→ **What to produce**
Please render every line of the records below as a Markdown table with two columns, "No." for the row number and "Text" for the line, leaving out blank lines.

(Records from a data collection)
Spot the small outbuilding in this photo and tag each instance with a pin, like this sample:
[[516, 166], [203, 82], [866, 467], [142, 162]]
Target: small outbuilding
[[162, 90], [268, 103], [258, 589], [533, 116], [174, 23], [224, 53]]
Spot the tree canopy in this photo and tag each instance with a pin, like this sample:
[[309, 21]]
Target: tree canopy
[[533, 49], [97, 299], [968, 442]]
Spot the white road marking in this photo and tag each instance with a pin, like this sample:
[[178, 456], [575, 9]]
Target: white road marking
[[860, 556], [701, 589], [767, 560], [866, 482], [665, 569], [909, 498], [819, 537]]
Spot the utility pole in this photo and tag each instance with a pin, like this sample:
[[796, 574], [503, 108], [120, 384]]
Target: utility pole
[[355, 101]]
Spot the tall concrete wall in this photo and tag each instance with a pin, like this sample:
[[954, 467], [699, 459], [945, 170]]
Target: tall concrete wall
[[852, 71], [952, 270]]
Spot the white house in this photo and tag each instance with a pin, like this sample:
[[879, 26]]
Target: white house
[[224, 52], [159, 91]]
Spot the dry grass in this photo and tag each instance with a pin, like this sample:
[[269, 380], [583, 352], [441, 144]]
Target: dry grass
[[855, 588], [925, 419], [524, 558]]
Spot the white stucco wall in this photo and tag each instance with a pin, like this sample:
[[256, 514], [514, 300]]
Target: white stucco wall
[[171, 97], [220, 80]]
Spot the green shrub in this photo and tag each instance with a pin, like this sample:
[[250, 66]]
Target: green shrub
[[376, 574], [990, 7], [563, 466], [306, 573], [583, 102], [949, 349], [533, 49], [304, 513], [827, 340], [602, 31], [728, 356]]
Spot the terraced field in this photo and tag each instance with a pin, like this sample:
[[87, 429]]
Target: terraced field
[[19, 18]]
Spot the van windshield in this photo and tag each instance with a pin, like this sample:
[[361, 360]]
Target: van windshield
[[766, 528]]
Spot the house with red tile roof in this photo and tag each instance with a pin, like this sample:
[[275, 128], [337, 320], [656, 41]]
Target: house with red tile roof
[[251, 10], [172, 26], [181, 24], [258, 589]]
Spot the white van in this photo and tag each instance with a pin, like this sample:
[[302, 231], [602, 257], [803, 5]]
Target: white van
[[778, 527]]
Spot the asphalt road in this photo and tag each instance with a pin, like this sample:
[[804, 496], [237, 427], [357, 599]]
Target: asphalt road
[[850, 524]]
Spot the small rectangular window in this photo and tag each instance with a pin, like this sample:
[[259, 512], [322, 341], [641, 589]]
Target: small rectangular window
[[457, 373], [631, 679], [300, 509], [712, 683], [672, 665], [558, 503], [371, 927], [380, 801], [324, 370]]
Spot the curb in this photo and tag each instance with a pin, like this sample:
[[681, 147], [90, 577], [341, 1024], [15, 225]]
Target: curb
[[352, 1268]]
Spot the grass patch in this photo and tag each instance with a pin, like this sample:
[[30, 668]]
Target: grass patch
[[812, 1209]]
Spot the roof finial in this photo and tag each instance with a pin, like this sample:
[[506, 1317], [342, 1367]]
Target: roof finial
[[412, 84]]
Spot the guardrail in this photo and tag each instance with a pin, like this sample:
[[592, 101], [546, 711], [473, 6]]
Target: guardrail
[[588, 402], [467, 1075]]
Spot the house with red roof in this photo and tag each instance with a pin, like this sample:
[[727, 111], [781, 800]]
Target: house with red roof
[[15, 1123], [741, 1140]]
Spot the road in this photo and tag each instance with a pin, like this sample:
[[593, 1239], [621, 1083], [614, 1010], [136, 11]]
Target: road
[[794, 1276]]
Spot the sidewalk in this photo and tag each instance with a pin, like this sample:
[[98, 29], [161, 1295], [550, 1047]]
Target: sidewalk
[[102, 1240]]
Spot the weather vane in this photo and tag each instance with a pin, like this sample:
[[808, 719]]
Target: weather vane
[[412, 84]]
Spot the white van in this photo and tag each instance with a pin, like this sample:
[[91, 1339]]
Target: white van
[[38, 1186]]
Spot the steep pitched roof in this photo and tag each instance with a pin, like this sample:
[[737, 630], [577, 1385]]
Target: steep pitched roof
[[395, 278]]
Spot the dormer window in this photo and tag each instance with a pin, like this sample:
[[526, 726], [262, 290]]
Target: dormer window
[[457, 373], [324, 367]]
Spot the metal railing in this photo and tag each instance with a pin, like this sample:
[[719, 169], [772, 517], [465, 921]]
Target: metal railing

→ **Answer to the problem**
| No. | Text |
|---|---|
| 1 | Spot the small outbuilding in this photo and tag each instance with a pin, like this sample: |
| 2 | [[516, 166], [203, 82], [866, 467], [142, 162]] |
| 3 | Target: small outbuilding |
| 4 | [[162, 90], [268, 103], [258, 589], [533, 116], [174, 23], [224, 53]] |
| 5 | Spot the tree canopy in this photo and tag each instance with a pin, like this sample: |
| 6 | [[309, 21]] |
| 7 | Target: tree canopy |
| 8 | [[533, 49], [97, 299], [968, 442]] |
| 9 | Spot the white road marking in this photo and tag each instance with a pin, like this sample: |
| 10 | [[178, 456], [575, 9]] |
| 11 | Target: white road marking |
| 12 | [[860, 556], [701, 589], [767, 560], [866, 482], [665, 569], [909, 498], [819, 537]] |
| 13 | Spot the utility pole in this photo and tag each instance with a pin, like this sample: |
| 14 | [[796, 574], [503, 108], [120, 384]] |
| 15 | Target: utility pole |
| 16 | [[355, 101]] |
| 17 | Spot the tall concrete wall in this photo and tag each instance with a pin, like this sample: |
| 18 | [[954, 467], [699, 459], [945, 170]] |
| 19 | Target: tall concrete wall |
| 20 | [[852, 71], [952, 270]] |
| 21 | Spot the white house in this photo and tag each instance with a pin, like this sample: |
| 22 | [[879, 26]] |
| 23 | Target: white house |
| 24 | [[224, 52], [159, 91]] |
| 25 | Spot the dry grass in this photo and tag each instance with a pin, like this sample: |
| 26 | [[269, 380], [583, 352], [441, 144]] |
| 27 | Target: dry grass |
| 28 | [[855, 588], [925, 419], [524, 558]] |
| 29 | Spot the white stucco wall in this photo and tag each instance with a pin, like this sample: |
| 30 | [[256, 514], [514, 300]] |
| 31 | Target: white stucco wall |
| 32 | [[171, 97], [220, 80]] |
| 33 | Spot the green shrub in this photo and tag each instance with a pin, like this sample: |
| 34 | [[250, 66]] |
| 35 | Target: green shrub |
| 36 | [[376, 574], [990, 7], [563, 466], [306, 573], [583, 102], [949, 349], [533, 49], [304, 513], [827, 340], [602, 31], [728, 356]] |
| 37 | Spot the terraced field in this photo and tag each instance with a pin, like this sample: |
| 38 | [[87, 429]] |
| 39 | Target: terraced field |
| 40 | [[19, 18]] |
| 41 | Spot the van windshield in this photo and tag each instance with a pin, like this sample: |
| 42 | [[361, 360]] |
| 43 | Target: van windshield |
| 44 | [[766, 528]] |
| 45 | Spot the house with red tile roof in this photo and tag each instance with a pin, like this sample: |
| 46 | [[275, 128], [337, 320], [656, 41]] |
| 47 | Target: house with red tile roof |
| 48 | [[251, 10], [172, 26], [181, 24], [258, 589]] |
| 49 | Spot the white van in this photo and tag each instance with a pin, like this sample: |
| 50 | [[302, 231], [602, 257], [803, 5]] |
| 51 | Target: white van |
| 52 | [[778, 527]] |
| 53 | Spot the asphalt road in this photo and tag each instance with a pin, like this sample: |
| 54 | [[804, 496], [237, 427], [357, 599]] |
| 55 | Target: asphalt road |
| 56 | [[850, 524]] |
| 57 | Spot the small rectangular window in this photo and tag each instance with a pin, like this sample: |
| 58 | [[259, 512], [322, 341], [641, 589]] |
| 59 | Target: small rectangular window |
| 60 | [[457, 373], [631, 679], [300, 509], [712, 683], [672, 665], [558, 503], [371, 927], [380, 801], [324, 370]] |
| 61 | Spot the curb in this photo and tag each instance with a pin, like this sample: |
| 62 | [[681, 147], [90, 577], [341, 1024], [15, 225]] |
| 63 | Target: curb |
| 64 | [[352, 1268]] |
| 65 | Spot the grass patch in this photo and tag each instance with a pin, like this sample: |
| 66 | [[30, 668]] |
| 67 | Target: grass patch |
| 68 | [[812, 1209]] |
| 69 | Spot the roof finial in this photo and tag each instance with a pin, like this sample: |
| 70 | [[506, 1317], [342, 1367]] |
| 71 | Target: roof finial |
| 72 | [[412, 84]] |
| 73 | Spot the guardrail in this photo and tag each instance with a pin, like this sample: |
| 74 | [[592, 101], [546, 711], [473, 6]] |
| 75 | Target: guardrail |
| 76 | [[588, 402], [467, 1075]] |
| 77 | Spot the house with red roof in this photo and tag each instance with a pin, like this sample: |
| 78 | [[727, 111], [781, 800]] |
| 79 | Target: house with red roof |
| 80 | [[15, 1123], [741, 1140]] |
| 81 | Spot the road in this photo and tag each instance with a pin, like this sample: |
| 82 | [[593, 1239], [621, 1083], [614, 1010], [136, 11]] |
| 83 | Target: road |
| 84 | [[794, 1276]] |
| 85 | Spot the sidewalk in this photo and tag each instance with a pin, like this sample: |
| 86 | [[98, 29], [161, 1295], [550, 1047]] |
| 87 | Target: sidewalk |
| 88 | [[102, 1240]] |
| 89 | Spot the weather vane in this photo and tag each instance with a pin, like this sample: |
| 90 | [[808, 719]] |
| 91 | Target: weather vane |
| 92 | [[412, 84]] |
| 93 | Spot the white van in this photo and tag each instance with a pin, like this sample: |
| 94 | [[91, 1339]] |
| 95 | Target: white van |
| 96 | [[38, 1186]] |
| 97 | Spot the steep pitched roof in this photo and tag each instance with a pin, like this sample: |
| 98 | [[737, 630], [577, 1385]] |
| 99 | Target: steep pitched roof |
| 100 | [[395, 278]] |
| 101 | Spot the dormer window in this photo and tag each instance with a pin, like this sample: |
| 102 | [[526, 726], [262, 290]] |
| 103 | Target: dormer window |
| 104 | [[457, 373], [324, 367]] |
| 105 | Spot the metal railing in this photo and tag each instance with a pin, like this sample: |
| 106 | [[719, 169], [772, 517], [465, 921]] |
| 107 | Target: metal railing |